Work instructions:
**1.** In the passage on the limits of data science, retype the text between "Nevertheless, the ability" and "not a guarantee.", inclusive.
**2.** Condense the paragraph beginning "Nevertheless, the ability to find patterns" from the passage on the limits of data science into a short bulleted list that keeps its main facts.

Nevertheless, the ability to find patterns does not mean improvements are guaranteed to occur. The Blumenstock article also pointed out examples of people pretending they live in a small house with a thatched roof, when in reality they live in the nicer house next door. In this way, people are acquiring resources they do not need at the detriment of those who desperately require them. In addition, knowing the solution to a challenge has no bearing on whether or not it will be enacted. Corruption and lack of concern, among other things, lead to many data science discoveries never being acted upon. Data provide the resources to people, but it can never solve the problem alone, meaning data science only provides hope of progress, not a guarantee.

Stored data:
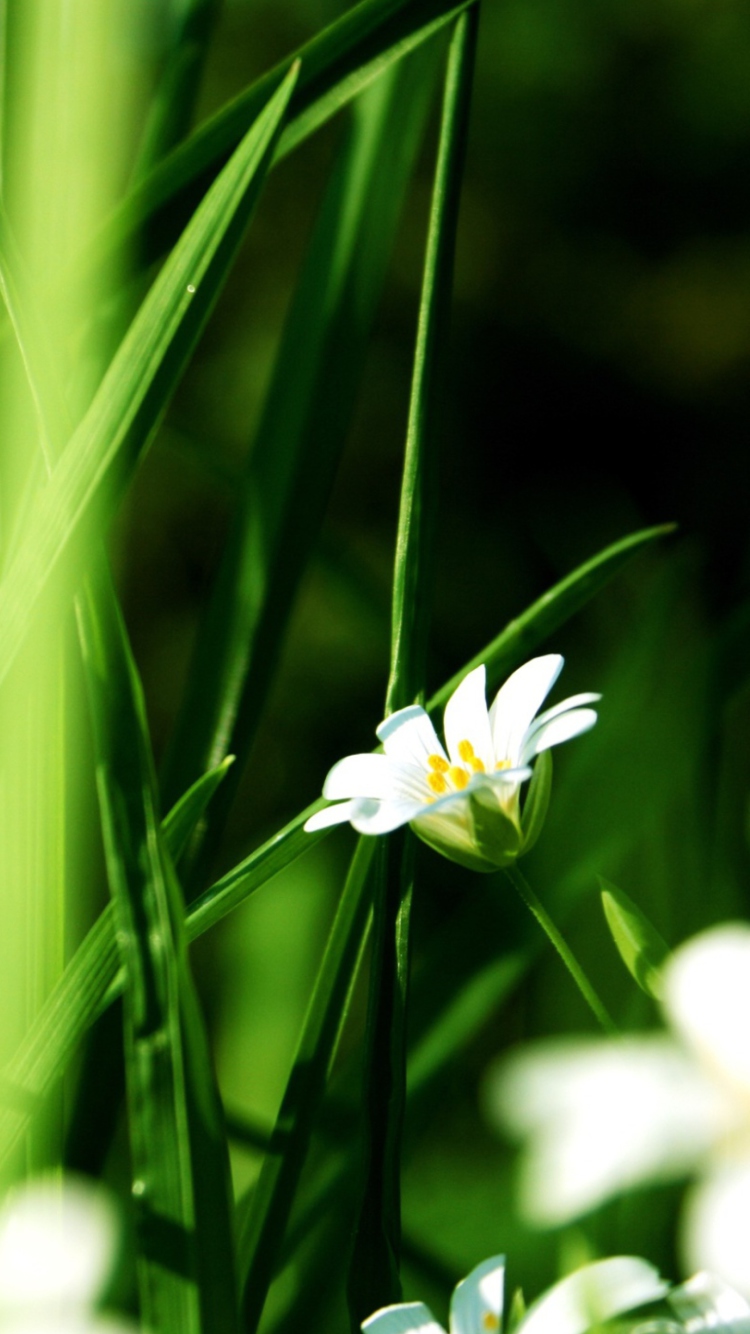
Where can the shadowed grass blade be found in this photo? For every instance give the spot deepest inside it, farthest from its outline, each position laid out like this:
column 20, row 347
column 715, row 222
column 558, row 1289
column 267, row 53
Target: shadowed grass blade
column 375, row 1262
column 336, row 66
column 178, row 1147
column 138, row 384
column 302, row 432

Solutions to each task:
**1.**
Nevertheless, the ability to find patterns does not mean improvements are guaranteed to occur. The Blumenstock article also pointed out examples of people pretending they live in a small house with a thatched roof, when in reality they live in the nicer house next door. In this way, people are acquiring resources they do not need at the detriment of those who desperately require them. In addition, knowing the solution to a challenge has no bearing on whether or not it will be enacted. Corruption and lack of concern, among other things, lead to many data science discoveries never being acted upon. Data provide the resources to people, but it can never solve the problem alone, meaning data science only provides hope of progress, not a guarantee.

**2.**
- Finding patterns does not guarantee that improvements will occur.
- The Blumenstock article gave examples of people pretending to live in a small thatched-roof house while actually living in the nicer house next door, taking resources they do not need from those who desperately require them.
- Knowing a solution does not mean it will be enacted. Corruption and lack of concern, among other things, leave many data science discoveries unused.
- Data provide resources but cannot solve the problem alone, so data science offers only hope of progress, not a guarantee.